(Records from a dataset)
--- START ---

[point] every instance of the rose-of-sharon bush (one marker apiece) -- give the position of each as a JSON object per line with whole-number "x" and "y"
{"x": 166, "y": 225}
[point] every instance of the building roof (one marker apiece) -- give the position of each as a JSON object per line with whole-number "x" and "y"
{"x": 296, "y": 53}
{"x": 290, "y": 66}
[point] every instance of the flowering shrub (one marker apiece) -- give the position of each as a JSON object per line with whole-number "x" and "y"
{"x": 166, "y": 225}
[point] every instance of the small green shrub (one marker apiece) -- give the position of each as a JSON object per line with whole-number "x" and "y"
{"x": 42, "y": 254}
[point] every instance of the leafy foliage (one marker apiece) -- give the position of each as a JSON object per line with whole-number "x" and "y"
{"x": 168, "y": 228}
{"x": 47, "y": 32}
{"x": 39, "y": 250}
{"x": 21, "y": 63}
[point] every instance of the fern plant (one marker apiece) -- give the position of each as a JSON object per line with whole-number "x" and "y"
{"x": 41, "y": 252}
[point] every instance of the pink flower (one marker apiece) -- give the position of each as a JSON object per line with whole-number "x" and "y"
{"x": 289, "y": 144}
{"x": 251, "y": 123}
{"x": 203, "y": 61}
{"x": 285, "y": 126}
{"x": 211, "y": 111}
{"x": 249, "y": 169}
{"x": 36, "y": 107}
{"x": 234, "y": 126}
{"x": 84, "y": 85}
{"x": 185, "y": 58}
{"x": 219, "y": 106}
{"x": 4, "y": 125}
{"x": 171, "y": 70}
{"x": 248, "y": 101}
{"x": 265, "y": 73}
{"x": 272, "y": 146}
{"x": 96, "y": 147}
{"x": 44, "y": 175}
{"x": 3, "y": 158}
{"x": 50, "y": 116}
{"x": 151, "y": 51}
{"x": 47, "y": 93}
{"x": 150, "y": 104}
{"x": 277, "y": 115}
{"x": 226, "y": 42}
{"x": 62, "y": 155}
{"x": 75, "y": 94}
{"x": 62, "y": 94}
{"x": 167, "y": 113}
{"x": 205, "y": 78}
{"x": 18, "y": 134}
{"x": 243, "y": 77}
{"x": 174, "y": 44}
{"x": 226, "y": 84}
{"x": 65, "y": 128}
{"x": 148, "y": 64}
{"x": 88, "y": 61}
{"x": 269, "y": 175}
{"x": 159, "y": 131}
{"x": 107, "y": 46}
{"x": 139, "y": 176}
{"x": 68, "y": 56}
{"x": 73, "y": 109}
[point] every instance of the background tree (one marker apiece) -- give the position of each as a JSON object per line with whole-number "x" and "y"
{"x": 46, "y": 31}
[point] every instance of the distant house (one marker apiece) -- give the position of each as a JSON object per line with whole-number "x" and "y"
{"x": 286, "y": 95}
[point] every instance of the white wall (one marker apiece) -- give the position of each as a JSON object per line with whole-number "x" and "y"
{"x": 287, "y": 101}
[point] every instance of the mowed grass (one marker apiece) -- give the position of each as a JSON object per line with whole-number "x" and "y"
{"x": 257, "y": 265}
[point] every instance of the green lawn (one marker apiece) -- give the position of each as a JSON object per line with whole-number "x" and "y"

--- END ---

(TASK DETAILS)
The response has to match the records above word for word.

(WRITTEN ANSWER)
[point] every instance of the rose-of-sharon bush (one marker apiece) -- give the position of each as a JSON object per line with whole-number "x" and "y"
{"x": 166, "y": 225}
[point] every instance of the building roof (one marker apiece) -- give the position of each as a JSON object per line with whole-number "x" and "y"
{"x": 296, "y": 53}
{"x": 290, "y": 66}
[point] every instance of the flowering shrub (one marker apiece) -- give the position of each as a JSON object per line with whole-number "x" and "y"
{"x": 166, "y": 225}
[point] every instance of the small green shrub (one marker apiece) -- give the position of each as a JSON object per line with whole-number "x" and "y"
{"x": 42, "y": 254}
[point] every instance of the leafy foliage (one marker apiece) -- give the position of each as a JSON object per line with whole-number "x" and "y"
{"x": 168, "y": 228}
{"x": 47, "y": 32}
{"x": 39, "y": 250}
{"x": 21, "y": 63}
[point] every instance of the fern plant (one marker apiece) -- give the position of each as a JSON object per line with whole-number "x" and "y"
{"x": 41, "y": 252}
[point] every instance of the pink flower (one marker apiece) -- give the position of each as a JSON object per line with whole-number "x" and "y"
{"x": 289, "y": 144}
{"x": 251, "y": 123}
{"x": 203, "y": 61}
{"x": 285, "y": 126}
{"x": 211, "y": 111}
{"x": 249, "y": 169}
{"x": 36, "y": 107}
{"x": 234, "y": 126}
{"x": 84, "y": 85}
{"x": 185, "y": 58}
{"x": 219, "y": 106}
{"x": 4, "y": 125}
{"x": 171, "y": 70}
{"x": 248, "y": 101}
{"x": 265, "y": 73}
{"x": 272, "y": 146}
{"x": 96, "y": 147}
{"x": 44, "y": 175}
{"x": 3, "y": 158}
{"x": 50, "y": 116}
{"x": 151, "y": 51}
{"x": 47, "y": 93}
{"x": 150, "y": 104}
{"x": 277, "y": 115}
{"x": 226, "y": 42}
{"x": 62, "y": 155}
{"x": 75, "y": 94}
{"x": 62, "y": 94}
{"x": 167, "y": 113}
{"x": 205, "y": 78}
{"x": 18, "y": 134}
{"x": 243, "y": 77}
{"x": 174, "y": 44}
{"x": 226, "y": 84}
{"x": 65, "y": 128}
{"x": 148, "y": 64}
{"x": 88, "y": 61}
{"x": 269, "y": 175}
{"x": 159, "y": 131}
{"x": 107, "y": 46}
{"x": 139, "y": 176}
{"x": 68, "y": 56}
{"x": 73, "y": 109}
[point] every instance of the background tree (one marker apiece) -- give the position of each as a JSON object per line with whole-number "x" and "y"
{"x": 46, "y": 31}
[point] every instance of the distant house (one marker apiece) -- give the position of each as a JSON object per line with whole-number "x" and "y"
{"x": 286, "y": 95}
[point] every instance of the white wall (one marker apiece) -- give the position of each as a JSON object per line with whole-number "x" and "y"
{"x": 287, "y": 101}
[point] every instance of the mowed grass (one marker apiece) -- give the position of each as a JSON object per line with whole-number "x" and "y"
{"x": 257, "y": 265}
[point] every instance of the green lawn (one marker apiece) -- give the position of each as a JSON object per line with whole-number "x" and "y"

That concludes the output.